Dataset records

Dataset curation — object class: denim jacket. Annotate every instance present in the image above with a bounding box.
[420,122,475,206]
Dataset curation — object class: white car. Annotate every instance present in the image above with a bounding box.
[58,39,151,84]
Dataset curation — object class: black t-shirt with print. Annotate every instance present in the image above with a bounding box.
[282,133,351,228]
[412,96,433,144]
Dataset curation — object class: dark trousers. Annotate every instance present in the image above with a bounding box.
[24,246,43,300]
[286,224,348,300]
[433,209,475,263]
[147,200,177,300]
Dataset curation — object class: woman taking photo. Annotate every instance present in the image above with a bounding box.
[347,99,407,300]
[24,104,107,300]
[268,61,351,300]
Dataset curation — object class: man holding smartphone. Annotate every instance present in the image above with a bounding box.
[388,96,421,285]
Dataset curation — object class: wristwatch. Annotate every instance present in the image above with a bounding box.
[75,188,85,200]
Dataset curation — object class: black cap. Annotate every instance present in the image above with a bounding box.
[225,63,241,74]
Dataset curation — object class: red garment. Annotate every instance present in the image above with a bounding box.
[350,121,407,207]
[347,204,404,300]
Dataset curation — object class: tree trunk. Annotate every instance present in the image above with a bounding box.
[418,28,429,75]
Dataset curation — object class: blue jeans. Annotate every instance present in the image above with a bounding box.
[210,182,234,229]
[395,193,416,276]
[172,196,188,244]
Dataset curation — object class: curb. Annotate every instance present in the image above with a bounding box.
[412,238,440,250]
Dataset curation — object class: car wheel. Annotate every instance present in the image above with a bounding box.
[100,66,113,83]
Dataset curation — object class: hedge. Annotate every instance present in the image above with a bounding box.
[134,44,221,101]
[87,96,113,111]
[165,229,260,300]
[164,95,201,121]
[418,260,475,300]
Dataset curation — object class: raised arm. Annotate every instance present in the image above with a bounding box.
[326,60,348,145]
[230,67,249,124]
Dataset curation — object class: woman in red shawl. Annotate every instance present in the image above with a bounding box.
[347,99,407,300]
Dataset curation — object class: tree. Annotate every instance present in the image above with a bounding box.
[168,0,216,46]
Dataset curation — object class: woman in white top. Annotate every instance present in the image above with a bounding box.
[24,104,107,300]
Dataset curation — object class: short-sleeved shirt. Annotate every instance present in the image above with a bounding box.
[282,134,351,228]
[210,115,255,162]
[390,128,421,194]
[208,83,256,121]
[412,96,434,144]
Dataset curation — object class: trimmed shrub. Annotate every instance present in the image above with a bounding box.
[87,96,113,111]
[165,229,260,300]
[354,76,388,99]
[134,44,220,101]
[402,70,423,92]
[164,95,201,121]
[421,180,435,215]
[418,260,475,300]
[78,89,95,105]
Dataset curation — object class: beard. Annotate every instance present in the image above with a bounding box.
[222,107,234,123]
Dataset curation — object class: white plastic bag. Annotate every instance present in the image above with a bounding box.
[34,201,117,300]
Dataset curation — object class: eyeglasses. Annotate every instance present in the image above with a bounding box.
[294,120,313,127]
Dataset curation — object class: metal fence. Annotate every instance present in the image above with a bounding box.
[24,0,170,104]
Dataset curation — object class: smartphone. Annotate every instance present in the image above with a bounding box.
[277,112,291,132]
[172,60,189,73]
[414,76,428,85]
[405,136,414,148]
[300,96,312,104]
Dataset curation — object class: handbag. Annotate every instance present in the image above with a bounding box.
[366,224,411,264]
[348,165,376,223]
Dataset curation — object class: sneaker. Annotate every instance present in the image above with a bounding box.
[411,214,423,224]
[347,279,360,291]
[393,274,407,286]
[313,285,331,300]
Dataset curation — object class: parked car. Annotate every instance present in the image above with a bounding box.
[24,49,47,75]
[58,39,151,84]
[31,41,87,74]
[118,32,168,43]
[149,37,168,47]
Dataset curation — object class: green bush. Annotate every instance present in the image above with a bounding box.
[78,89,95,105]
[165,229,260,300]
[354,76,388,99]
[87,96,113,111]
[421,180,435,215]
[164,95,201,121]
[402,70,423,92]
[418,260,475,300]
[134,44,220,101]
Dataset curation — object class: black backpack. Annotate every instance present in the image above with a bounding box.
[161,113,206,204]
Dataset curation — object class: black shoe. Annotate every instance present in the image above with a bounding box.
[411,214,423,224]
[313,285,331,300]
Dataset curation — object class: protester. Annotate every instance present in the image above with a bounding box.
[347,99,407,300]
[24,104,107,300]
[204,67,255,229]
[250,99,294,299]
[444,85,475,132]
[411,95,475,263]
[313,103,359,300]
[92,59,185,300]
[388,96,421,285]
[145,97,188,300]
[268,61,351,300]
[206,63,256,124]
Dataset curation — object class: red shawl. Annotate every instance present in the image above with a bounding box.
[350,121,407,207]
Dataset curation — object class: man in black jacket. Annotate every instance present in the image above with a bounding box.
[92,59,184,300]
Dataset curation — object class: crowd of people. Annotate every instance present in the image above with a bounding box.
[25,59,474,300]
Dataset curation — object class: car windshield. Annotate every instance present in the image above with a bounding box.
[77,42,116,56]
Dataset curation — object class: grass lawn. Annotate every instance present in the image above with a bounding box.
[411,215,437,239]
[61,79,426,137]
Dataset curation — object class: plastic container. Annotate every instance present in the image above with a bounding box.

Exercise brief
Can you copy the material word for word, from the line with "Dataset curation — object class: car windshield." up to and including the line with "[61,79,426,137]"?

The result
Dataset curation — object class: car windshield. Annotate every instance present in the image above with a bounding box.
[77,42,116,56]
Dataset curation — object class: grass lawn. Annotate every instance present in the image above with a bounding box.
[411,215,437,239]
[61,79,426,137]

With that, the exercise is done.